Our final step in the course of determination of the complete set of
solutions to the set of equations (\ref{eq:simplfc(1)}) to
(\ref{eq:simplfc(3)}) is the investigation of Eqs. (\ref{eq:simplfc(2)x=0}),
(\ref{eq:simplfc(3)x=0}) in the limit of infinitely large gauge groups,
i.~e., for $\ell \to \infty$. In this limit---which is admittedly hard to
interpret from any physical point of view---the remaining set of finiteness
conditions to be solved, as represented by Eqs. (\ref{eq:simplfc(2)x=0}),
(\ref{eq:simplfc(3)x=0}), simplifies to the, in a certain sense, \ao
asymptotic" set of equations
\begin{eqnarray}
&&2 \, \ell^2 \, y_1^2 + 3 - 6 \, \ell \, y_1 + 2 \, \ell \, y_1 \, y_2
+ y_2^2 = 0 \quad ,
\label{eq:simplfc(2)x=0;linfty}\\[1ex]
&&4 \, \ell \, y_2^2 + 3 \, \ell - 12 \, \ell \, y_2 + 3 \, y_1 \, y_2 = 0
\quad .
\label{eq:simplfc(3)x=0;linfty}
\end{eqnarray}
Now, the first term on the left-hand side of Eq.

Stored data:
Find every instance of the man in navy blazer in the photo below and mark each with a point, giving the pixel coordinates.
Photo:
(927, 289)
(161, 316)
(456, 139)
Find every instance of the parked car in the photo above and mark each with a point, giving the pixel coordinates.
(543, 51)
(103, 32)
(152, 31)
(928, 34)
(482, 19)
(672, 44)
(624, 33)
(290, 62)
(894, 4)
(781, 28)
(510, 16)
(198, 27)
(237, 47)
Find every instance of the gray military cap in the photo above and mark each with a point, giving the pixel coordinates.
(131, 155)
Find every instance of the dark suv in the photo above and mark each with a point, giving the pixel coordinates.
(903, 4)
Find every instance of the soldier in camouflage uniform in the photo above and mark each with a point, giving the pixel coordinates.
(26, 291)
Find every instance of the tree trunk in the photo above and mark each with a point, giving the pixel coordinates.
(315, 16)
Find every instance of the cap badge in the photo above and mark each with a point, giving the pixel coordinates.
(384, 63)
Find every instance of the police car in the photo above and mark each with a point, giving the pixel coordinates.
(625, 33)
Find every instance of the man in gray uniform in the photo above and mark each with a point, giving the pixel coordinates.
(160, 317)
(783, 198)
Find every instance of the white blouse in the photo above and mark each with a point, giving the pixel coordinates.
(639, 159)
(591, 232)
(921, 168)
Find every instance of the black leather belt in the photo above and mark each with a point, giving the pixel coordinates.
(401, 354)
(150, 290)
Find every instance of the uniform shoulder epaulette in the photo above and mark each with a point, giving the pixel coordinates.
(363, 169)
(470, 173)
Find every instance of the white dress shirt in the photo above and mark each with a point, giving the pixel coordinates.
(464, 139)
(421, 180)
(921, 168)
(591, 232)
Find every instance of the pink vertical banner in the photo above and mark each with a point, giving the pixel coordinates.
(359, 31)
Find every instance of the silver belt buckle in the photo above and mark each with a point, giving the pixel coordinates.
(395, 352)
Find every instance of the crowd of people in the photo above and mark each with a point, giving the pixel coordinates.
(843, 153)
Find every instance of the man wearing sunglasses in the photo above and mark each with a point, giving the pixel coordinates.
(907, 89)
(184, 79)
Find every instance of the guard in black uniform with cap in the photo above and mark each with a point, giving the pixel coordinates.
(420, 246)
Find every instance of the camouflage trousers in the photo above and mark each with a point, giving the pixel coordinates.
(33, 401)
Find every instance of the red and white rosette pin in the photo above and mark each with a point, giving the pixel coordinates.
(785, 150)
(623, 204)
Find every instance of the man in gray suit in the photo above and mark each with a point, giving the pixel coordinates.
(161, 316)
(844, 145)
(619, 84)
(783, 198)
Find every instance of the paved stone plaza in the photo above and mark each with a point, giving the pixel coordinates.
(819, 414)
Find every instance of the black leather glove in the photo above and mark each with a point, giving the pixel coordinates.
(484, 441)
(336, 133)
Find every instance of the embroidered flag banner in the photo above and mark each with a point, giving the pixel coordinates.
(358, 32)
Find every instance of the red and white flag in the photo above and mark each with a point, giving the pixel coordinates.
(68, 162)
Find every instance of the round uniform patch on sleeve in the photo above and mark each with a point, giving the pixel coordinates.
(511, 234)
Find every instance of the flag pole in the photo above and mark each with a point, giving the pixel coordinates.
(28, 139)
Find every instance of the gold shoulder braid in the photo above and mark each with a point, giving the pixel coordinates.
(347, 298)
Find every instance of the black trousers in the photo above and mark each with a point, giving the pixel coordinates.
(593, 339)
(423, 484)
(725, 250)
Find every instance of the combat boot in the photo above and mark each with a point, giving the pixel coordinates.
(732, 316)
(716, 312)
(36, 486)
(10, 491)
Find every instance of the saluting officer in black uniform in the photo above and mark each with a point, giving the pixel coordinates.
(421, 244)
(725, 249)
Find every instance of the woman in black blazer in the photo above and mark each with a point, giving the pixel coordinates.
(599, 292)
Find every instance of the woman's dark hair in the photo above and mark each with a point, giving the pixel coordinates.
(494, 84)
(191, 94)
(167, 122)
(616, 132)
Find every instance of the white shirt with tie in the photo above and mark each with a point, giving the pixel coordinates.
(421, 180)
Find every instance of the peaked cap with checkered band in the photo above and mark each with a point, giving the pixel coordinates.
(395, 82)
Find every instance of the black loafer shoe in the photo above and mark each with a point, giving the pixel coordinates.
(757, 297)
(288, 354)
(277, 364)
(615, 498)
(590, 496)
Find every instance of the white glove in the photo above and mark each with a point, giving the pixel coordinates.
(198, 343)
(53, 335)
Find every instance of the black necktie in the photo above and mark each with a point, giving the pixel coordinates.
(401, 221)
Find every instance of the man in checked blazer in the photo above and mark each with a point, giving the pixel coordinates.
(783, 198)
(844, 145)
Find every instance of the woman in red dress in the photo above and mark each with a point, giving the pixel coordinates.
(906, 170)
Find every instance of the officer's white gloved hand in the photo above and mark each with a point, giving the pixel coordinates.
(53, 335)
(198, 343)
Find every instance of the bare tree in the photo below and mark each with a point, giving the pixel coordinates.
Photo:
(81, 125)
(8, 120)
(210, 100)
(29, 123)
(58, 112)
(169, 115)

■ **TASK STATEMENT**
Can you carry on the extract about finiteness conditions in the limit of infinitely large gauge groups from the point where it stops?

■ **THE REPLY**
(\ref{eq:simplfc(2)x=0;linfty}) is the only one in the above set of
equations which, apart from the a priori unknown dependence of the variable
$y_1$ on $\ell$, is proportional to $\ell^2$. Hence, the only chance for an
eventual balance between the contributions of the various positive and
negative terms in Eq. (\ref{eq:simplfc(2)x=0;linfty}) is that $y_1$ is
of the form of some constant, $k$, divided by the group parameter $\ell$:
$$
y_1 = \dfrac{k}{\ell} \quad .
$$
In this case, Eqs. (\ref{eq:simplfc(2)x=0;linfty}),
(\ref{eq:simplfc(3)x=0;linfty}) read
\begin{eqnarray}
&&2 \, k^2 + 3 - 6 \, k + 2 \, k \, y_2 + y_2^2 = 0 \quad ,
\label{eq:simplfc(2)x=0;y1=k/l}\\[1ex]
&&4 \, y_2^2 + 3 - 12 \, y_2 + 3 \, \dfrac{k}{\ell^2} \, y_2 = 0 \quad .
\label{eq:simplfc(3)x=0;y1=k/l}
\end{eqnarray}
Note that, according to the right-hand inequality in (\ref{eq:bounds-y2}),
the variable $y_2$ is bounded from above by a constant which is independent
from the group parameter $\ell$: $y_2 < \mbox{const}$. For this reason, the
last term on the left-hand side of Eq. (\ref{eq:simplfc(3)x=0;y1=k/l}) does
not contribute in the limit $\ell \to \infty$, that is, it may be dropped in
the limit $\ell \to \infty$. Accordingly, the final form of the asymptotic
set of equations (\ref{eq:simplfc(2)x=0;y1=k/l}),
(\ref{eq:simplfc(3)x=0;y1=k/l}) is
\begin{eqnarray}
&&2 \, k^2 + 3 - 6 \, k + 2 \, k \, y_2 + y_2^2 = 0 \quad ,
\label{eq:simplfc(2)x=0;y1=k/l-final}\\[1ex]
&&4 \, y_2^2 + 3 - 12 \, y_2 = 0 \quad .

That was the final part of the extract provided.